_What you are asked to do_: Would you please return all of the entries below exactly as shown?

_Dataset_:
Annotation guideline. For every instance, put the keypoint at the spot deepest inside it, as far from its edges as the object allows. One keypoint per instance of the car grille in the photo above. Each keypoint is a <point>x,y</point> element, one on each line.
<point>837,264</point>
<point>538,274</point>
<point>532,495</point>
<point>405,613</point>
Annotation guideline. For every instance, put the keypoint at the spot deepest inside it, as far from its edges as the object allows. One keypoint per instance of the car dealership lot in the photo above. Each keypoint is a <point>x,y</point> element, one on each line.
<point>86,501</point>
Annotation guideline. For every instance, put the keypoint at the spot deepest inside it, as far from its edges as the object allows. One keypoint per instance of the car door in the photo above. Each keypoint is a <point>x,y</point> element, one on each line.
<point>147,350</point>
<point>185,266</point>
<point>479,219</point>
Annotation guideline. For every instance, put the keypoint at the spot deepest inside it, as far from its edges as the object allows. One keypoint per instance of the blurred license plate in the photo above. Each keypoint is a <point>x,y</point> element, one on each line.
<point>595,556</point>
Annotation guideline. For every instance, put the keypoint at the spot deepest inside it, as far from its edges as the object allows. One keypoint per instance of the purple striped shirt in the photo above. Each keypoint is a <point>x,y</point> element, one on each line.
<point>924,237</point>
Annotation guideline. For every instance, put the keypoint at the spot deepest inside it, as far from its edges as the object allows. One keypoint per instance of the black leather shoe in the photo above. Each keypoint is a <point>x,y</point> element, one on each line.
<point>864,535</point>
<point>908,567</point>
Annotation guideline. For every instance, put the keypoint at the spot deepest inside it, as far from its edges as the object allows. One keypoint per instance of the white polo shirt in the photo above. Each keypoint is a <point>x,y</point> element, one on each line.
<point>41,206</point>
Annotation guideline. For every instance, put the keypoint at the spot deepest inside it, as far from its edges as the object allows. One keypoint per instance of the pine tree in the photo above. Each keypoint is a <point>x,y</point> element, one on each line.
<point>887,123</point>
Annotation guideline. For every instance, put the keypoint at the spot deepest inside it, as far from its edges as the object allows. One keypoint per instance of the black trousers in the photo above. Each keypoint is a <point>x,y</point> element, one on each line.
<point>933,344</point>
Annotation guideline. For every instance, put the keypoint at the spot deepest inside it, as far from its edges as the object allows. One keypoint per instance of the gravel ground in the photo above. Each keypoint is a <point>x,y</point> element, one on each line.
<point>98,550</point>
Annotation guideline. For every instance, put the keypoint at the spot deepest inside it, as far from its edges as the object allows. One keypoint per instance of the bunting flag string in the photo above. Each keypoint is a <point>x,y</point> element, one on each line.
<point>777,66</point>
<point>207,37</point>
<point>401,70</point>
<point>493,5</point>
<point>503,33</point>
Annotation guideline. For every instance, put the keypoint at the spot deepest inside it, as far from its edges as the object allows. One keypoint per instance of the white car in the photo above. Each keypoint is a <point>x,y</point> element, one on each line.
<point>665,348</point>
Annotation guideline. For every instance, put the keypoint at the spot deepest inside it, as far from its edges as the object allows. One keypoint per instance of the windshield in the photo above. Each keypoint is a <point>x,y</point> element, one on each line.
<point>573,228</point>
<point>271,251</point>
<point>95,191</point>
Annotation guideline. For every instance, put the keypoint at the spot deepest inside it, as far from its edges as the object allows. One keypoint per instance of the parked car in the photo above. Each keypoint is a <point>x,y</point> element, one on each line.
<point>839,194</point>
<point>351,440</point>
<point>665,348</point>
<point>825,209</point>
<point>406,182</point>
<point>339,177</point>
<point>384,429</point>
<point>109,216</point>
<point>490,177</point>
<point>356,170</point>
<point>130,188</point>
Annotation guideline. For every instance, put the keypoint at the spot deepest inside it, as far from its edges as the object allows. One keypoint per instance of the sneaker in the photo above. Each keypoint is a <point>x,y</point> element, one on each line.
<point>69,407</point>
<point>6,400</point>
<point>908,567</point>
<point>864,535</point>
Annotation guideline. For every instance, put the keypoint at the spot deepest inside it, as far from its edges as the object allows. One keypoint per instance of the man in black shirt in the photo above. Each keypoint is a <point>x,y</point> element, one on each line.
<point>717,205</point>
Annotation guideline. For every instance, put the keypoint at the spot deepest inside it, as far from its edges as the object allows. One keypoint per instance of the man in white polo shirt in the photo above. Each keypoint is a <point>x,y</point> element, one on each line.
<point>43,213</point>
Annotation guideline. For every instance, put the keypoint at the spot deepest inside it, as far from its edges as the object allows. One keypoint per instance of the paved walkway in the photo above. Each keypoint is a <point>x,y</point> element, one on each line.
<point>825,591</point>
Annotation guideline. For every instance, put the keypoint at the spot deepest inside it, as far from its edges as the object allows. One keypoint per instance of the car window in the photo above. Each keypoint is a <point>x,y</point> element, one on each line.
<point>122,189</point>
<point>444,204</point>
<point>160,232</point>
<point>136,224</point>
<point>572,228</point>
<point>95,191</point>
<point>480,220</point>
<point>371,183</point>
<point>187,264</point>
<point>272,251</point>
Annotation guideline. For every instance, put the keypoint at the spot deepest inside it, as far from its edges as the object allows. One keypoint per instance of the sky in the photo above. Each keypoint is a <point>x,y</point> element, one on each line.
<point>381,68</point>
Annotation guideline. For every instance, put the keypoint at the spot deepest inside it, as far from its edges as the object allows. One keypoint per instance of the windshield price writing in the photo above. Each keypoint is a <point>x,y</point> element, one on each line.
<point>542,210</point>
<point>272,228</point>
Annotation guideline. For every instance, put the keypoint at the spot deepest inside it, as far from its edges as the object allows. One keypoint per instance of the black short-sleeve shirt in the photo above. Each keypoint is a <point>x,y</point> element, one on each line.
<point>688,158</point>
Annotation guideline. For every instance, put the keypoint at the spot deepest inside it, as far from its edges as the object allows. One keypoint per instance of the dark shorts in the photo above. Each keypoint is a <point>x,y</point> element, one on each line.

_Reply to the exercise_:
Annotation guideline. For every instance, put the keypoint at the spot deepest inside it, as far from its edges as the object allows. One keypoint per instance of the car grille in the photo above. Each keypoint is a <point>x,y</point> element, one on each line.
<point>837,264</point>
<point>538,274</point>
<point>532,495</point>
<point>405,613</point>
Annotation guideline. For every instance, put the keypoint at the spot deepest inside it, as far from its edges as the object allows. One keypoint per instance of the car dealership lot in the photo above. Each keypoint is a <point>x,y</point> element, one on each line.
<point>86,501</point>
Annotation guideline. For every instance, put the keypoint at the spot deepest inside it, as far from its edges as the object allows. One keypoint per instance of the car door in the photo above. Each keypoint is a <point>x,y</point> element, one on each line.
<point>147,350</point>
<point>185,266</point>
<point>479,219</point>
Annotation guideline. For every instance, put the keypoint at the spot deepest inside it, as far from its edges as the object allows. One keypoint per instance of the blurred license plate in the photo above. Each keypoint is a <point>x,y</point> element, one on each line.
<point>595,556</point>
Annotation guideline. For every instance, put the keypoint at the spot deepest inside it, as far from its edges as the object allows. One keypoint per instance of the purple striped shirt in the photo above. Each keypoint is a <point>x,y</point> element, one on each line.
<point>924,237</point>
Annotation guideline. For every instance, put the keypoint at the spot deepest inside it, as far from its edges as the object allows. One keypoint per instance of the black leather shoe in the photo above. Each keypoint is a <point>x,y</point> element, one on each line.
<point>864,535</point>
<point>908,567</point>
Annotation guideline. For every instance, put the keypoint at the spot deepest inside it, as far from its edges as the object allows. One keypoint per instance of the white polo shirt in the photo above. Each keypoint is a <point>x,y</point> element, one on each line.
<point>41,206</point>
Annotation guideline. For every instance, put the keypoint at the spot deepest inside it, as far from its edges as the object allows. One keypoint per instance of the pine tree in the photo above. Each keypoint is a <point>x,y</point> element, one on each line.
<point>887,123</point>
Annotation guideline. For every instance, put the keypoint at the spot deepest inside it, as far from its edges as the object allows. One keypoint per instance of the black trousers in the photo above. Each keypoint is a <point>x,y</point> element, one on each line.
<point>933,344</point>
Annotation guideline. For every instance, put the keypoint at the spot deepest inside it, as far from its edges as the object allows. One keypoint per instance of the gravel ground in the photo above. Each keypoint is a <point>x,y</point> element, one on each line.
<point>98,550</point>
Annotation guideline. For every instance, put the keypoint at the spot deepest inside it, as far from its edges as the object allows. One keypoint per instance of the bunting flag string in the photo above. Each keypoint is a <point>x,y</point> element, one on each line.
<point>777,66</point>
<point>207,37</point>
<point>401,70</point>
<point>493,5</point>
<point>503,33</point>
Annotation guideline. For every instance, put the keypoint at the spot deepest inside it, as far from its edges as the object allows. One keypoint per instance of the white car in the photo above. Each keypoint is a <point>x,y</point> element, one on each line.
<point>665,348</point>
Annotation guideline. For every instance, put the keypoint at the spot deepest inside it, as far from its edges as the object allows. One keypoint per instance of the windshield in the photo above. Each keypoint is a <point>x,y</point> element, one on each line.
<point>573,228</point>
<point>271,251</point>
<point>95,191</point>
Annotation guideline. For every instance, put the keypoint at the spot deepest inside it, as far from its edges as the object allows. One keypoint per instance of the parked car in the photo above. Each keypoint is a <point>x,y</point> element, one on each line.
<point>839,194</point>
<point>351,440</point>
<point>665,348</point>
<point>825,209</point>
<point>406,182</point>
<point>339,177</point>
<point>384,429</point>
<point>109,216</point>
<point>490,177</point>
<point>356,170</point>
<point>130,188</point>
Annotation guideline. For every instance, put the keypoint at the spot deepest inside it, as far from its edges as the object allows. One keypoint per instance of the sneaker in the photo above. Each keypoint is a <point>x,y</point> element, one on each line.
<point>69,407</point>
<point>6,400</point>
<point>908,567</point>
<point>864,535</point>
Annotation guideline. For every instance, put the keypoint at the spot deepest inside it, as far from its edges as the object allows. One keypoint per instance of the man in black shirt in the photo above. Each keypoint is a <point>x,y</point> element, one on each line.
<point>717,205</point>
Annotation guideline. For every instance, put the keypoint at the spot deepest inside it, as far from its edges as the object allows. One keypoint per instance of the man in white polo shirt in the photo above. Each keypoint is a <point>x,y</point> element, one on each line.
<point>43,213</point>
Annotation guideline. For every instance, put the keypoint at the spot deepest inside it, as far from its edges as the object allows. One keypoint per instance of the paved walkway in the photo above. Each keypoint is a <point>x,y</point> element, one on each line.
<point>825,591</point>
Annotation guideline. For every instance, put the keypoint at the spot deepest inside it, as far from its edges as the object allows. One keypoint per instance of the car window in the photo above. Each keypoint is a <point>x,y</point> element, one on each line.
<point>122,189</point>
<point>444,204</point>
<point>160,232</point>
<point>136,224</point>
<point>572,228</point>
<point>95,191</point>
<point>480,220</point>
<point>371,183</point>
<point>187,264</point>
<point>272,251</point>
Annotation guideline. For every instance, put the keypoint at the spot deepest inside it, as far from its edges as the object allows. One keypoint per instance of the sky in the photo above. Each keypoint is a <point>x,y</point> element, one on each line.
<point>381,68</point>
Annotation guideline. For every instance, put the keypoint at the spot deepest inside it, as far from its edges as the object allows. One keypoint per instance of the windshield price writing in the photo above. Each keypoint is a <point>x,y</point> element, one on each line.
<point>542,210</point>
<point>272,228</point>
Annotation guideline. For every instance, put the keypoint at the spot deepest inside it, as far from its edges as the object allows. One keypoint per instance of the black short-sleeve shirt in the photo above. Each keypoint is a <point>x,y</point> element, one on each line.
<point>688,158</point>
Annotation guideline. For every instance, put the keypoint at the spot deepest inside it, as far from its edges as the object allows. One keypoint per instance of the dark shorts in the photo above. Each keypoint is a <point>x,y</point> element, one on each line.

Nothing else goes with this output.